Write out the listing exactly, dropping any picture it contains.
>>
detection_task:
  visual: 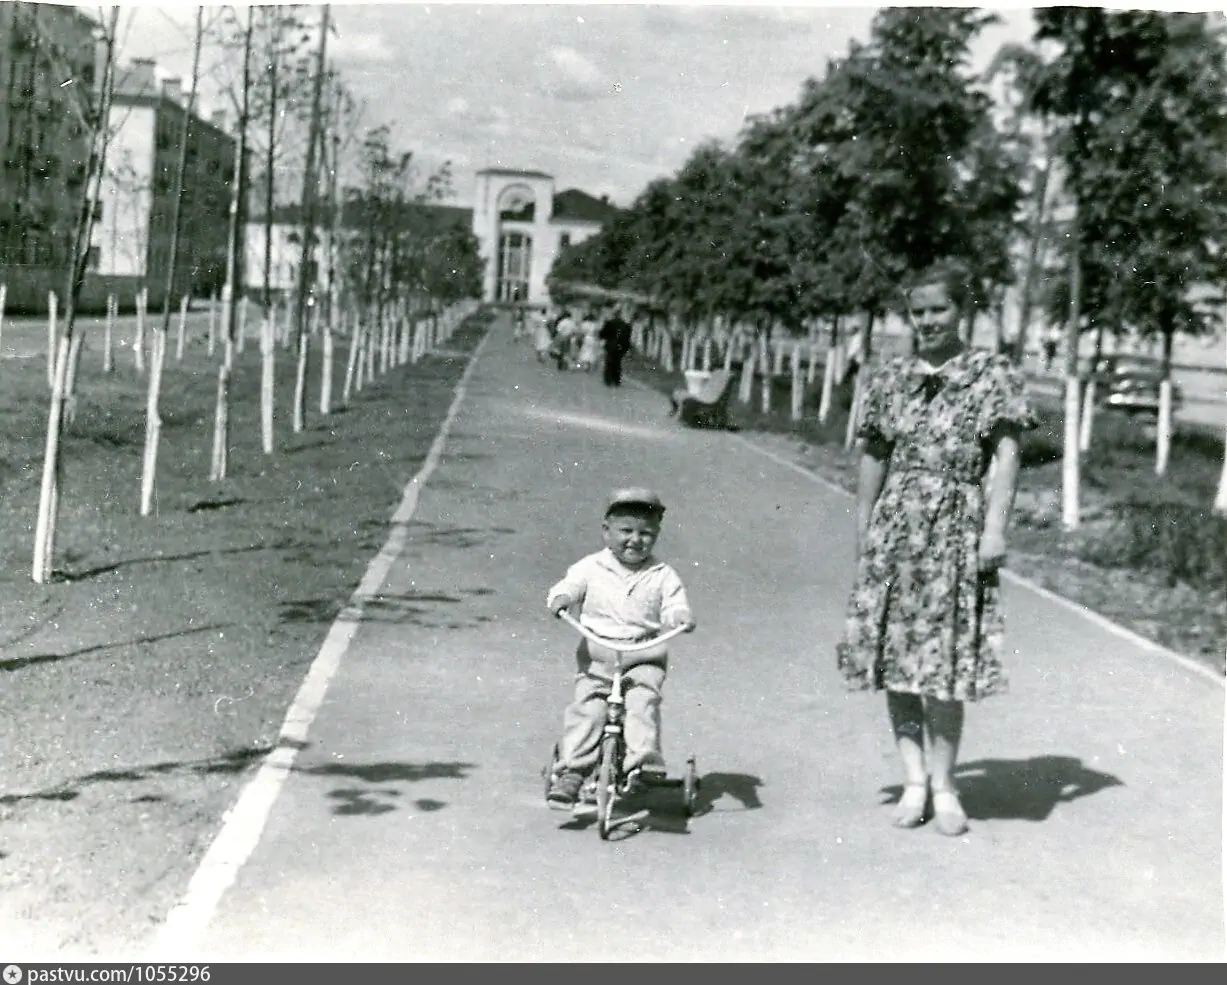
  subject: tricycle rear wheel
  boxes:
[682,756,700,817]
[543,743,560,803]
<<
SOLVED EXERCISE
detection_task:
  visual: 
  subject: tricycle rear wheel
  boxes:
[682,756,700,817]
[543,743,560,803]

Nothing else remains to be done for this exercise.